[Rows from a pointing dataset]
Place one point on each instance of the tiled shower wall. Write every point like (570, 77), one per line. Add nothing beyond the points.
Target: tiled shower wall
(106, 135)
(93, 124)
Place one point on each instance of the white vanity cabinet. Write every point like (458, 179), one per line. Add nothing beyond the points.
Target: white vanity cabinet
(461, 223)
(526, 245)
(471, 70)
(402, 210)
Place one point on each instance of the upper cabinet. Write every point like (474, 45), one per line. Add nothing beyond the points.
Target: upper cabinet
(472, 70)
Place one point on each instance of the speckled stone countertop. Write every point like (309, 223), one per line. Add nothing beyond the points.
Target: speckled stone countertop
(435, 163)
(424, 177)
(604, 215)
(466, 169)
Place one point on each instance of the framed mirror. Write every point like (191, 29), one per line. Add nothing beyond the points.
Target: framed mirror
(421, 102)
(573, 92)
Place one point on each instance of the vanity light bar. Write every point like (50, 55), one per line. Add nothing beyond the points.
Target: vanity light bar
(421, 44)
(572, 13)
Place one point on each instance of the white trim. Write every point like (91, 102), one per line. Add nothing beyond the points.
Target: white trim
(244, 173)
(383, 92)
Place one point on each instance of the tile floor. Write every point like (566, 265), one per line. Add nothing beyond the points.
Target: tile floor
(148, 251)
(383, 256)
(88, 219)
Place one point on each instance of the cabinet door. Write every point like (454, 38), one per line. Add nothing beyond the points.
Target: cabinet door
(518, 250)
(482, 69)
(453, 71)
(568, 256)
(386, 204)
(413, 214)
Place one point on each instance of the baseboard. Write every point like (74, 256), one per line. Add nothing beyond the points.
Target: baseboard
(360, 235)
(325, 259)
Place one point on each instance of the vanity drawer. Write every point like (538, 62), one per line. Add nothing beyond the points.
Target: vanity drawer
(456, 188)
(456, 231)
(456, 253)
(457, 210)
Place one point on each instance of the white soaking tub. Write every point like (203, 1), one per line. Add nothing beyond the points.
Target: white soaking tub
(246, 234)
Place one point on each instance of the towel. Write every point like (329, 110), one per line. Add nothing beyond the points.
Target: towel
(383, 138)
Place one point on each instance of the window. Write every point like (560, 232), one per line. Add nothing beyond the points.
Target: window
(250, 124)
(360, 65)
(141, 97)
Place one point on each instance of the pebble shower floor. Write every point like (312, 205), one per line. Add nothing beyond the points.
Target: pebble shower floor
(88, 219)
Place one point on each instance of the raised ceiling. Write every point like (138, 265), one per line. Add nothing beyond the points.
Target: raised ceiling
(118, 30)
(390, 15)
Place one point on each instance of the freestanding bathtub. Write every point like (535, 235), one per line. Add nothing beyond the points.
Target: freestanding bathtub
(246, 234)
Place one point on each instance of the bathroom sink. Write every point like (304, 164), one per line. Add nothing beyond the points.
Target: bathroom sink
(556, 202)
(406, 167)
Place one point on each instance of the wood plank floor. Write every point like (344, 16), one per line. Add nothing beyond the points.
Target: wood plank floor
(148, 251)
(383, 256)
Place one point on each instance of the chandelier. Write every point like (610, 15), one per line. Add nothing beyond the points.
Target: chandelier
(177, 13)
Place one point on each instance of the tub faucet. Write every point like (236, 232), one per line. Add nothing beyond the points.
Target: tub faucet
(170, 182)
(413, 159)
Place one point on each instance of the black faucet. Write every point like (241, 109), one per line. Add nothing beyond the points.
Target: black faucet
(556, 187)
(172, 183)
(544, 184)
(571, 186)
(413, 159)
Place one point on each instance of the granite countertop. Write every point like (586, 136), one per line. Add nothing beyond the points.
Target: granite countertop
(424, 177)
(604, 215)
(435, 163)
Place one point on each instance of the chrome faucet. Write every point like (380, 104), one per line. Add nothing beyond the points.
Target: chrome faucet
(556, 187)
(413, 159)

- **Set problem**:
Each line from the one containing "Place one point on each instance of the black" to the end of the listing above should be copied exactly, and nothing else.

- **Complete output**:
Place one point on each instance of the black faucet. Write every point like (241, 109), one per line. Add nothing beyond the points.
Target: black faucet
(556, 187)
(172, 183)
(544, 184)
(571, 186)
(413, 159)
Place one point on each instance of the granite countertop. Write every point like (586, 136), one per line. Add nothing beyond the points.
Target: granite countertop
(424, 177)
(604, 215)
(435, 163)
Place one point on each instance of the chrome faucet. Write every point like (380, 104), one per line. Add nothing beyond the points.
Target: chrome faucet
(556, 187)
(413, 159)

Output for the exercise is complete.